§ WHAT TO PRODUCE
Among the entries below, extract exactly the lines that run from the one with "like (215, 37)." through the one with "like (63, 136).", both ends included.

═════ DATA IN THIS EXERCISE ═════

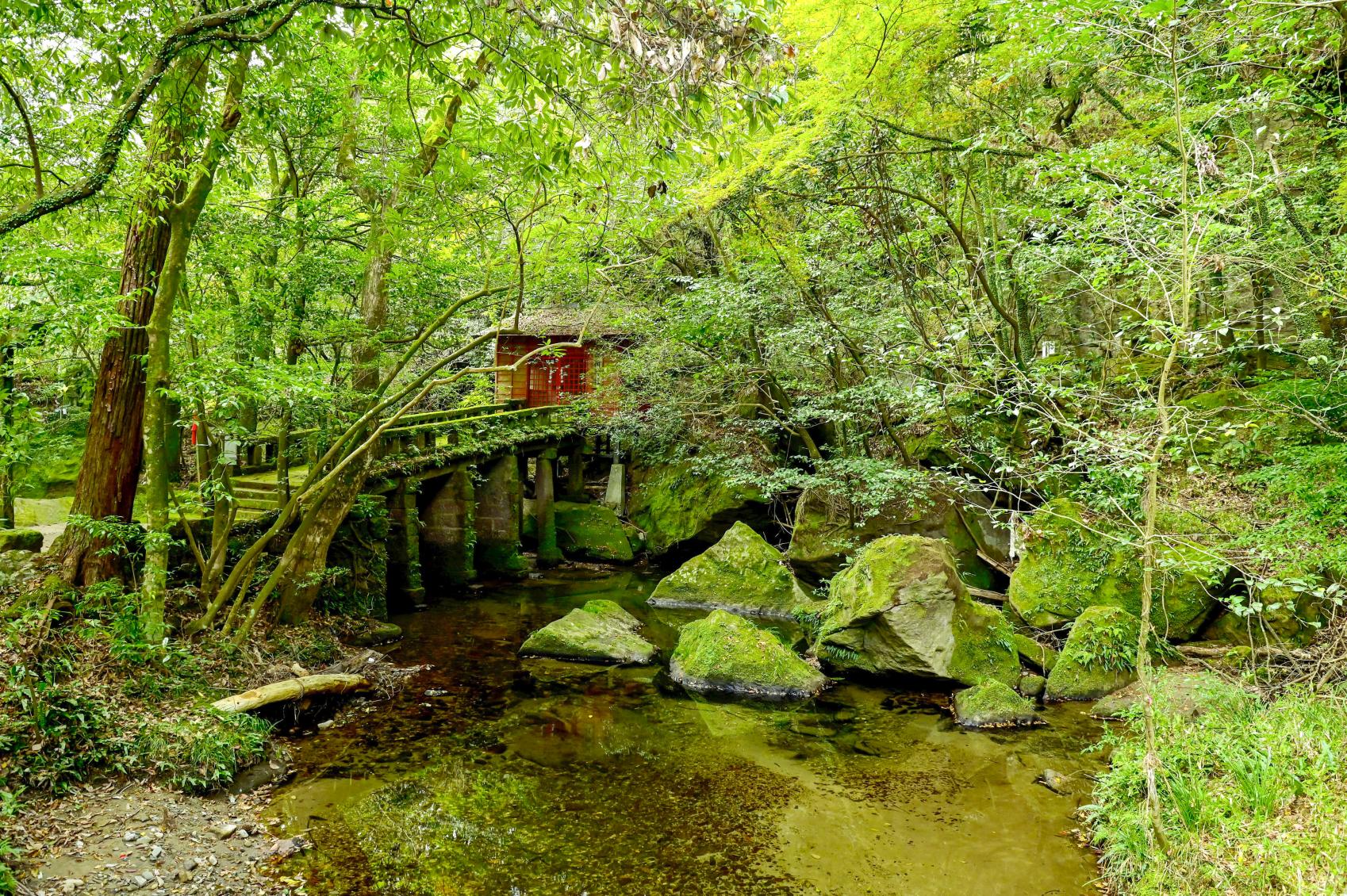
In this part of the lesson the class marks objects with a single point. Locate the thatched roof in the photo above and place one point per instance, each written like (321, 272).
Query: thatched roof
(596, 321)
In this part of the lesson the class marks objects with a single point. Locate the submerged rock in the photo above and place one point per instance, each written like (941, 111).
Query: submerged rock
(741, 573)
(592, 531)
(1067, 566)
(903, 609)
(21, 541)
(993, 705)
(1098, 658)
(598, 632)
(729, 653)
(1040, 657)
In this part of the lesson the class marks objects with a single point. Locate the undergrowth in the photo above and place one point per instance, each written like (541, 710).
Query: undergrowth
(1253, 798)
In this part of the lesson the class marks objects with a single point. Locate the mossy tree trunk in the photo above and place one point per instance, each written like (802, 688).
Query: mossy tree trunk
(158, 418)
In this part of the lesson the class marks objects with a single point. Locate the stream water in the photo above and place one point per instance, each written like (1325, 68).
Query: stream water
(503, 776)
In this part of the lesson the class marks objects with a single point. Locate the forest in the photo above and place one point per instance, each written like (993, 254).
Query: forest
(648, 446)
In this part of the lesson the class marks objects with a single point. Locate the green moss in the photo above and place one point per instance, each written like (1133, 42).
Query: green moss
(674, 503)
(1040, 657)
(1098, 658)
(21, 541)
(1069, 566)
(729, 653)
(993, 705)
(740, 573)
(592, 531)
(601, 631)
(901, 608)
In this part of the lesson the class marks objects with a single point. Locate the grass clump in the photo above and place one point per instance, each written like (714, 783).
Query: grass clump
(1253, 798)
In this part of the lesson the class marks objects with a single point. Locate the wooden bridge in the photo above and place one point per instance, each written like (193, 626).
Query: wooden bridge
(455, 484)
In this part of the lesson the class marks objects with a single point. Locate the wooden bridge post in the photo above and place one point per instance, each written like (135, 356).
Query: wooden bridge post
(544, 510)
(500, 501)
(449, 530)
(575, 473)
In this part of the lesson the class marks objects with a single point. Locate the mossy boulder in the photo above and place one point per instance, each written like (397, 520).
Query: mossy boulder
(741, 573)
(592, 531)
(1071, 562)
(1040, 657)
(21, 541)
(1098, 658)
(598, 632)
(727, 653)
(829, 530)
(675, 503)
(903, 609)
(993, 705)
(1285, 614)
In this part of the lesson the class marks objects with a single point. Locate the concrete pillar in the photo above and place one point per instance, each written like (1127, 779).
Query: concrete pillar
(405, 581)
(500, 503)
(449, 530)
(575, 474)
(544, 511)
(616, 493)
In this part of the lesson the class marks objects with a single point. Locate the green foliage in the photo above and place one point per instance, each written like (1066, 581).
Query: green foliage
(1244, 779)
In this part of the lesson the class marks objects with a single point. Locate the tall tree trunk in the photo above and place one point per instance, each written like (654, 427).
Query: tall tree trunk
(111, 465)
(158, 418)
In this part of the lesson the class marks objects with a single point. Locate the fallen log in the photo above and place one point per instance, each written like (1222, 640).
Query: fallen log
(293, 689)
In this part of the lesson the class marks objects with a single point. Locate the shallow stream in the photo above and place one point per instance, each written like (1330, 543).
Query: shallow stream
(527, 778)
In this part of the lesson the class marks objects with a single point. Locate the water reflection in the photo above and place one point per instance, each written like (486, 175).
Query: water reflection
(538, 778)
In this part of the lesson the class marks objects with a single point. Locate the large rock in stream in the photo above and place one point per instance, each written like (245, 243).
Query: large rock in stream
(741, 573)
(727, 653)
(598, 632)
(1071, 562)
(901, 609)
(592, 531)
(829, 530)
(1098, 658)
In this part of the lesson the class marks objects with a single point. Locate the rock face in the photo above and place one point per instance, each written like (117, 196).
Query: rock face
(727, 653)
(993, 705)
(1067, 568)
(673, 503)
(598, 632)
(21, 541)
(1040, 657)
(1098, 658)
(592, 531)
(826, 533)
(903, 609)
(741, 573)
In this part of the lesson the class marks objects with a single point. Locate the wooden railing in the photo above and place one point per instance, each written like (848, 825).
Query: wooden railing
(415, 431)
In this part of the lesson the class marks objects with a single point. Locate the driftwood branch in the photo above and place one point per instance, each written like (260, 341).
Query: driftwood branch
(293, 689)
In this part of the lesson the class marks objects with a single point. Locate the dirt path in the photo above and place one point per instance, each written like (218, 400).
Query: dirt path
(123, 838)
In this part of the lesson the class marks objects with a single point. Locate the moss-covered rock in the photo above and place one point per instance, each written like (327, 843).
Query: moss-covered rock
(21, 541)
(1280, 614)
(741, 573)
(903, 609)
(830, 530)
(592, 531)
(729, 653)
(1070, 564)
(673, 503)
(598, 632)
(993, 705)
(1098, 658)
(1040, 657)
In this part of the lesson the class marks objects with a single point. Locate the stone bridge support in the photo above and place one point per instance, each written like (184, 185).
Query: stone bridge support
(449, 531)
(500, 507)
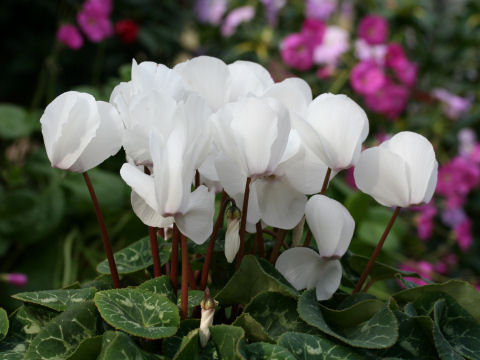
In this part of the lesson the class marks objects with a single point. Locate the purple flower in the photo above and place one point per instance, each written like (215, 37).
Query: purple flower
(463, 234)
(235, 18)
(313, 32)
(296, 52)
(335, 43)
(69, 35)
(390, 100)
(93, 19)
(373, 29)
(16, 279)
(454, 106)
(210, 11)
(367, 77)
(320, 9)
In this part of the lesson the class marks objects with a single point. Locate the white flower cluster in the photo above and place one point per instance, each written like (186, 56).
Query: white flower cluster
(233, 122)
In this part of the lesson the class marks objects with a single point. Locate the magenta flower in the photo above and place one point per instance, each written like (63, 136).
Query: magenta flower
(395, 57)
(236, 17)
(296, 52)
(313, 31)
(373, 29)
(367, 77)
(408, 74)
(210, 11)
(16, 279)
(320, 9)
(463, 234)
(390, 100)
(69, 35)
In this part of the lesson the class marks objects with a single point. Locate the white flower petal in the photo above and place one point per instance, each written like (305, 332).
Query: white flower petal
(196, 222)
(141, 183)
(331, 224)
(248, 78)
(383, 175)
(418, 153)
(146, 214)
(299, 266)
(209, 77)
(280, 205)
(107, 140)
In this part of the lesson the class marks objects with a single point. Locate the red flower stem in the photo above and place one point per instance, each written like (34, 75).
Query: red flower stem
(259, 240)
(174, 263)
(103, 230)
(213, 239)
(369, 266)
(278, 244)
(184, 298)
(243, 222)
(322, 192)
(152, 232)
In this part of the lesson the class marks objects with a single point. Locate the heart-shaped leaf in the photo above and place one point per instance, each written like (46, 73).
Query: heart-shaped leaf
(311, 347)
(253, 277)
(136, 257)
(61, 336)
(137, 312)
(368, 324)
(58, 300)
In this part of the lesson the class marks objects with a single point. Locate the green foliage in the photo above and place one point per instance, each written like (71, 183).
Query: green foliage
(136, 257)
(58, 300)
(139, 313)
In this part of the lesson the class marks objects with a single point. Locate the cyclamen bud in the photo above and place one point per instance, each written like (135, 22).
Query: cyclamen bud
(208, 306)
(232, 236)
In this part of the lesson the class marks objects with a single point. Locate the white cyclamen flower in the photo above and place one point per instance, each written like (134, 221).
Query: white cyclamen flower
(304, 268)
(334, 130)
(402, 171)
(79, 132)
(331, 224)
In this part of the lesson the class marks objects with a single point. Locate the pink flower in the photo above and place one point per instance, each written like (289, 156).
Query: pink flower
(367, 77)
(390, 100)
(236, 17)
(364, 51)
(313, 31)
(69, 35)
(296, 52)
(16, 279)
(408, 74)
(94, 23)
(395, 57)
(463, 234)
(454, 106)
(335, 43)
(320, 9)
(373, 29)
(210, 11)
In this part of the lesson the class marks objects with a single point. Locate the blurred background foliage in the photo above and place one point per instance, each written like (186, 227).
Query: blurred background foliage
(48, 229)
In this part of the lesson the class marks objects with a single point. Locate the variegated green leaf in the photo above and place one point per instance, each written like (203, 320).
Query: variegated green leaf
(161, 285)
(137, 312)
(58, 300)
(310, 347)
(3, 323)
(25, 323)
(228, 340)
(117, 345)
(276, 313)
(253, 277)
(368, 324)
(267, 351)
(136, 257)
(61, 336)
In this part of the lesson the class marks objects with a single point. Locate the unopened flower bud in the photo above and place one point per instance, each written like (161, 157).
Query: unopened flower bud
(232, 236)
(208, 306)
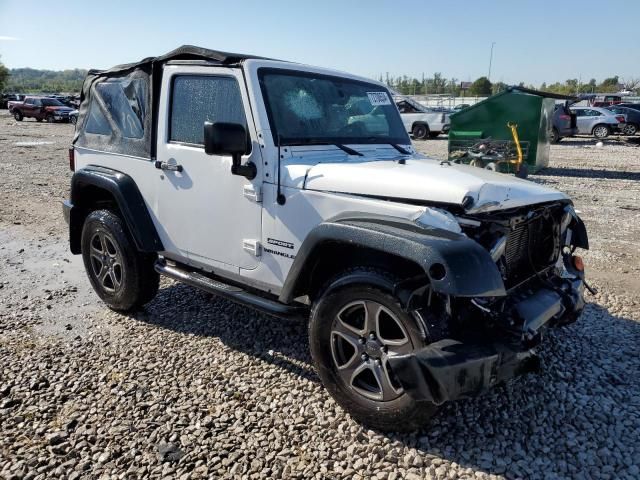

═════

§ WRITTEN RESPONSE
In this part of the lesson the class marks objects with a single point. Locate the purple flower in the photo above and place one point per instance, each written like (215, 37).
Query: purple flower
(463, 234)
(235, 18)
(313, 32)
(296, 52)
(335, 43)
(69, 35)
(390, 100)
(93, 19)
(373, 29)
(16, 279)
(454, 106)
(210, 11)
(367, 77)
(320, 9)
In this part of the lesson the class marks objects with a single point. Locate the white flower cluster in the photo above and place one point per instance, each written like (186, 56).
Query: white flower cluster
(233, 122)
In this part of the lesson the class marks objects with a single point. Locate the magenta flower in the photo above and place one point per instance, each written like (63, 136).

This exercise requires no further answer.